_Required work_
Every line containing the word "that" is to be copied from the data below.

******

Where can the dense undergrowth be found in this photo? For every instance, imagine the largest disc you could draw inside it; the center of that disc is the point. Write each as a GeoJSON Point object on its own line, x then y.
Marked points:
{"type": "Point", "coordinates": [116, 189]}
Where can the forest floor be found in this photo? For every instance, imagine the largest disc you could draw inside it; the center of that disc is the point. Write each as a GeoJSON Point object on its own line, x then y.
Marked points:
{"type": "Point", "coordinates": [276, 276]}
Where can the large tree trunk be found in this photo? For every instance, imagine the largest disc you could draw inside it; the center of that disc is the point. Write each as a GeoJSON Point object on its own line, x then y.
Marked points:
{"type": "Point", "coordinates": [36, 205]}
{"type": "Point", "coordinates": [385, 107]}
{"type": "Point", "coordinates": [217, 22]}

******

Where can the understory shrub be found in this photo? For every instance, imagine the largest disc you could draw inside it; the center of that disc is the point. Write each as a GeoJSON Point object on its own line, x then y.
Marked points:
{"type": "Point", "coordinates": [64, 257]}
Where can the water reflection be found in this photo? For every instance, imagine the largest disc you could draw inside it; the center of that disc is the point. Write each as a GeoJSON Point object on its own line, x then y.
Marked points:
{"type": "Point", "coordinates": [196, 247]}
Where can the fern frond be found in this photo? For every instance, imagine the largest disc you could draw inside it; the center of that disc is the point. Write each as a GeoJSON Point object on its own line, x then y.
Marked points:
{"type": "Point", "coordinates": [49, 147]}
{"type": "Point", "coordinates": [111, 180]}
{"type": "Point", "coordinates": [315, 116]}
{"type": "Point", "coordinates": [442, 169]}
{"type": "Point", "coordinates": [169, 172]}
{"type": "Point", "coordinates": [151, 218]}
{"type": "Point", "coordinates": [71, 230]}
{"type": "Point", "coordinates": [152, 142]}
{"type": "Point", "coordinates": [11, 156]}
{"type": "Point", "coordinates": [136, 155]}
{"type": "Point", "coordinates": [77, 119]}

******

_Task result_
Where can the dense undergrowth be found in this photo? For every instance, imagine the largest disc you could draw inside it; the center of that disc is the point. Write each as a GeoJSON Point object on its own line, x then y.
Where can the forest floor be found in this photo? For every instance, imagine the largest disc you could draw inside it; the center of that disc is the point. Write each as a GeoJSON Point object on its own line, x then y.
Where can the large tree trunk be found in this photo? For every instance, imagine the largest disc you could draw inside it; the center of that disc is the point. Write each as a GeoJSON Point object on its own line, x then y.
Where can the understory shrub be found in this photo? For every instance, imagine the largest disc you could draw inside it; the center of that disc is the point. Write each as a GeoJSON Point object on its own line, x then y.
Where can the water reflection be found in this photo? For every instance, imagine the largest disc you could draw inside it; the center of that disc is the point. Write each as a GeoJSON Point object on its own line, x then y.
Where can the fern frond be found in this photo? For every instance, imagine the largest disc you could draw inside it; the center of that disc is the point. Write each as a GeoJSON Point object on its own line, x then y.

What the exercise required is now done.